JOB 1 = In the agreement extract, what does FSG not have an obligation to do?

The NIR Parties further acknowledge that FSG does not have an obligation to
currently register such securities for the account of the NIR Parties.
(iv) The
NIR
Parties acknowledge that they have been afforded access to all material
information which they have requested relevant to their decision to acquire
the
FSG Shares and to ask questions of FSG’s management and that, except as set
forth herein, neither FSG nor anyone acting on behalf of FSG has made any
representations or warranties to the NIR Parties which have induced, persuaded,
or stimulated the NIR Parties to acquire such FSG Shares.
(v) Either
alone, or together with their investment advisor(s), the NIR Parties have the
knowledge and experience in financial and business matters to be capable of
evaluating the merits and risks of the prospective investment in the FSG Shares,
and the NIR Parties are and will be able to bear the economic risk of the
investment in such FSG Shares.

JOB 2 = Turn every one of the records that follow into a numbered list, leaving out any blank lines.

RECORDED INFORMATION =
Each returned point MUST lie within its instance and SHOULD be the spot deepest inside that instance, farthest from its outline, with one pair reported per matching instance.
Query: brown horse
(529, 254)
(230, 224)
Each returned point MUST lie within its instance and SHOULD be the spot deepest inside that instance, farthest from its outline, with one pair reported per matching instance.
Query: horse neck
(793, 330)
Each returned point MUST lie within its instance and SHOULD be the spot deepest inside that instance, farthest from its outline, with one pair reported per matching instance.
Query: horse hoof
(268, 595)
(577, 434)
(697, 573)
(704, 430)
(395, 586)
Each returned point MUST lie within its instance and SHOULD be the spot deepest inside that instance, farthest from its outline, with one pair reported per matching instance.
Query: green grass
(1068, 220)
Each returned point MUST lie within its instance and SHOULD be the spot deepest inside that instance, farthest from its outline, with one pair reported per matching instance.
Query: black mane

COMPLETE RESPONSE 1 = Currently register such securities for the account of the NIR Parties.

COMPLETE RESPONSE 2 =
1. Each returned point MUST lie within its instance and SHOULD be the spot deepest inside that instance, farthest from its outline, with one pair reported per matching instance.
2. Query: brown horse
3. (529, 254)
4. (230, 224)
5. Each returned point MUST lie within its instance and SHOULD be the spot deepest inside that instance, farthest from its outline, with one pair reported per matching instance.
6. Query: horse neck
7. (793, 330)
8. Each returned point MUST lie within its instance and SHOULD be the spot deepest inside that instance, farthest from its outline, with one pair reported per matching instance.
9. Query: horse hoof
10. (268, 595)
11. (577, 434)
12. (697, 573)
13. (704, 430)
14. (395, 586)
15. Each returned point MUST lie within its instance and SHOULD be the spot deepest inside that instance, farthest from its outline, with one pair reported per matching instance.
16. Query: green grass
17. (1068, 220)
18. Each returned point MUST lie within its instance and SHOULD be the spot deepest inside that instance, farthest from its outline, with one pair reported per matching instance.
19. Query: black mane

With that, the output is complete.